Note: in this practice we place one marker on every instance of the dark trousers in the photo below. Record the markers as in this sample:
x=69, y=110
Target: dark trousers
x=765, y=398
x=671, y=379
====
● Objective: Reproduce the listing above line for line, changing nothing.

● Response to this task:
Note: in this practice we place one marker on every instance of the dark trousers in the photo below. Record the markers as in this sample:
x=69, y=110
Target: dark trousers
x=765, y=398
x=671, y=379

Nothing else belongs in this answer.